Ejercicio propuesto
Cuenta las líneas de los elementos de abajo que contienen la palabra "lawn" y responde únicamente con esa cifra.

Sección de datos

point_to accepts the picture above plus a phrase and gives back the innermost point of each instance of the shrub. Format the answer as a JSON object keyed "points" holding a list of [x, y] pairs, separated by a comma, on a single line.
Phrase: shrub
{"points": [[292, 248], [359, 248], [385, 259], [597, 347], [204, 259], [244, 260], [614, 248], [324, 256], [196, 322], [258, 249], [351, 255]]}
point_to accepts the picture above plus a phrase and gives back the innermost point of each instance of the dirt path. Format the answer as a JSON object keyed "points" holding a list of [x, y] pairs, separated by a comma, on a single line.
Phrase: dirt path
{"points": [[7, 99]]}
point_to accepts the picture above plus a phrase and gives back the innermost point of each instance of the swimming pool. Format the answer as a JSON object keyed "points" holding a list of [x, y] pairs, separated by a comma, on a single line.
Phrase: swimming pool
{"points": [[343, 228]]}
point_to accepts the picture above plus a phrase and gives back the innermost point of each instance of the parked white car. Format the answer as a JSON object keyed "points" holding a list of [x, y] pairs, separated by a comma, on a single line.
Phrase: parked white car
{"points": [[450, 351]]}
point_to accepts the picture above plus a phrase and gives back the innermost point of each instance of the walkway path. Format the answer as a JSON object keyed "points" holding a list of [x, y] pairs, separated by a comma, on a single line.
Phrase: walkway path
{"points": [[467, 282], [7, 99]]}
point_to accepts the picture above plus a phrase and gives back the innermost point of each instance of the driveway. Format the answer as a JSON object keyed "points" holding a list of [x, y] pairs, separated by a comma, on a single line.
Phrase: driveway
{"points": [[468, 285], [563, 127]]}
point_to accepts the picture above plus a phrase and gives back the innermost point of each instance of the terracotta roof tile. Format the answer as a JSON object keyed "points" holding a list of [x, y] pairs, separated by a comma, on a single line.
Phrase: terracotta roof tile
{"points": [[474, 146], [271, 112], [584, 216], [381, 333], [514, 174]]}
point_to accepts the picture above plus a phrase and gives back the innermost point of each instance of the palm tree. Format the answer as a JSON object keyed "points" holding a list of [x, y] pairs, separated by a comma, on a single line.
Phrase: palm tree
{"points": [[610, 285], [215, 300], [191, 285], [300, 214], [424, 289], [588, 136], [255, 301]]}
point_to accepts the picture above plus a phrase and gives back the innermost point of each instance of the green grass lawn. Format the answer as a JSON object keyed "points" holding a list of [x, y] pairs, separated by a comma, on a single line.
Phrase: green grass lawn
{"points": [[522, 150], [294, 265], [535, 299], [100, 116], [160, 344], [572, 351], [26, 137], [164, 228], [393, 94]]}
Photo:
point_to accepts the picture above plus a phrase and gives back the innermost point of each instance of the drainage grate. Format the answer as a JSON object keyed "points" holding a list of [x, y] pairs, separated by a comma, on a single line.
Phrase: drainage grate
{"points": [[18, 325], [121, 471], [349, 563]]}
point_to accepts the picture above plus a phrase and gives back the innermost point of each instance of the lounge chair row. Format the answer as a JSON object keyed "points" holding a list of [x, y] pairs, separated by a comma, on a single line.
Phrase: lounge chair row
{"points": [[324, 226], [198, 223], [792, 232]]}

* * *

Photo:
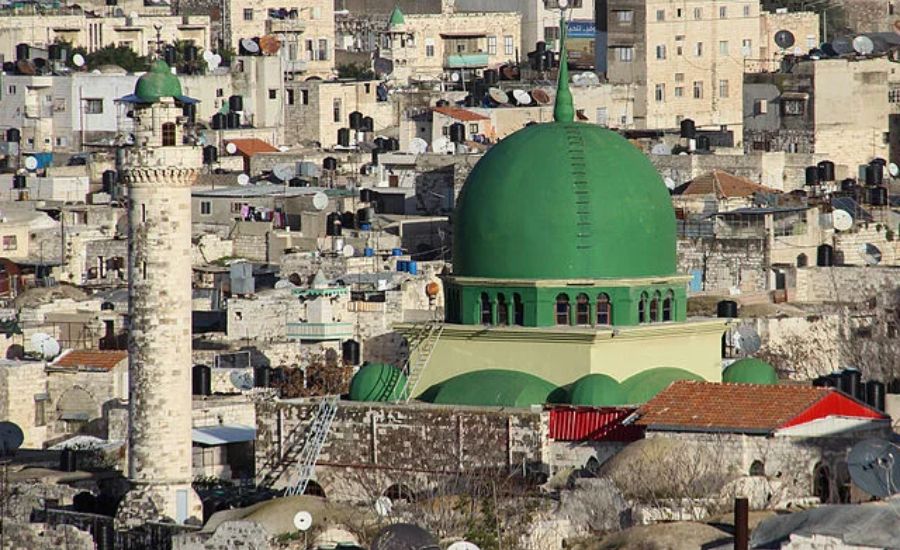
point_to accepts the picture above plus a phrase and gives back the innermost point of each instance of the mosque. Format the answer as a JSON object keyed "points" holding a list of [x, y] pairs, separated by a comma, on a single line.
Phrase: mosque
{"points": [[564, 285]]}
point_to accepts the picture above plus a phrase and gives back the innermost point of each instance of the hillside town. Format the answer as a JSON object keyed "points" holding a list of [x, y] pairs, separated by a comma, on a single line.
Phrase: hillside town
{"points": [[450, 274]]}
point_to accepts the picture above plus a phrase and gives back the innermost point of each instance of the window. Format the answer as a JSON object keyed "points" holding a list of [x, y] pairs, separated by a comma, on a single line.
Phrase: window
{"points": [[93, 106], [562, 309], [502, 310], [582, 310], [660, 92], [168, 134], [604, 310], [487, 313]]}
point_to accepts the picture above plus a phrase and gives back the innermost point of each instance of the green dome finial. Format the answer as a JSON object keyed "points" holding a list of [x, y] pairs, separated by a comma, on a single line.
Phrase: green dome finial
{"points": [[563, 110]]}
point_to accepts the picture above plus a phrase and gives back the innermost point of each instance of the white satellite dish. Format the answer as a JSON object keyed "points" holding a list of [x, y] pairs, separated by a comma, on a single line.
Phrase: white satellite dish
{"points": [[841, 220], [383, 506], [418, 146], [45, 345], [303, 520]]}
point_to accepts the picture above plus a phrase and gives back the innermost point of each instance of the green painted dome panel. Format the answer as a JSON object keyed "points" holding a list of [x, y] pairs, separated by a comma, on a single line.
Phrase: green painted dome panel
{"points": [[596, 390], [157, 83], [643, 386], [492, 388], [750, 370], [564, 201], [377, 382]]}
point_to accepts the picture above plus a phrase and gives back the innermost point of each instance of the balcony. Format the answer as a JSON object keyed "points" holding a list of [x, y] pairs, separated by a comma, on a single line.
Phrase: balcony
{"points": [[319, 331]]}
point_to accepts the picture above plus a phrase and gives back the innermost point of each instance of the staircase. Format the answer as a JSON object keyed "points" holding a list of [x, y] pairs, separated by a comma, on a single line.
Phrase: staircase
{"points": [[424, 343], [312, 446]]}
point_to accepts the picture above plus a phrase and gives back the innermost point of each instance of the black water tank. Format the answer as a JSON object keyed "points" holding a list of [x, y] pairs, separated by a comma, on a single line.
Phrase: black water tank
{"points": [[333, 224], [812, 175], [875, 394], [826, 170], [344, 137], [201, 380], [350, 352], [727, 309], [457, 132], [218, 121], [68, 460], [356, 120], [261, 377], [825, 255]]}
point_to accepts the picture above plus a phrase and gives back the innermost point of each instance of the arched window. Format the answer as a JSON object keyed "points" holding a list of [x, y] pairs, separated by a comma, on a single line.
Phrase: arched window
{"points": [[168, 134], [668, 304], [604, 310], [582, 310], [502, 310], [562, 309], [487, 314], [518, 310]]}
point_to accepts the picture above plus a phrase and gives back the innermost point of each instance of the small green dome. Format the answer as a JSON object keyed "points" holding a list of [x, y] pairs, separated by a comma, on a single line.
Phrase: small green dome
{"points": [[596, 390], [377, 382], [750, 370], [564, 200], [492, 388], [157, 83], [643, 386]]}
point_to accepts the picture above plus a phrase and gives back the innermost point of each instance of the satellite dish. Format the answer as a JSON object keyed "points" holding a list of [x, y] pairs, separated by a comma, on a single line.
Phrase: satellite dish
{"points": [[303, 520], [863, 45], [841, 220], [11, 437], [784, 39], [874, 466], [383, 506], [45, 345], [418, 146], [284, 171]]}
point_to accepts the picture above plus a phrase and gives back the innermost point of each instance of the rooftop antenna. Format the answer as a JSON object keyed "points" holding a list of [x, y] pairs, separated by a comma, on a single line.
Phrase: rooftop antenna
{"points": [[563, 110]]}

Resultado de la tarea
2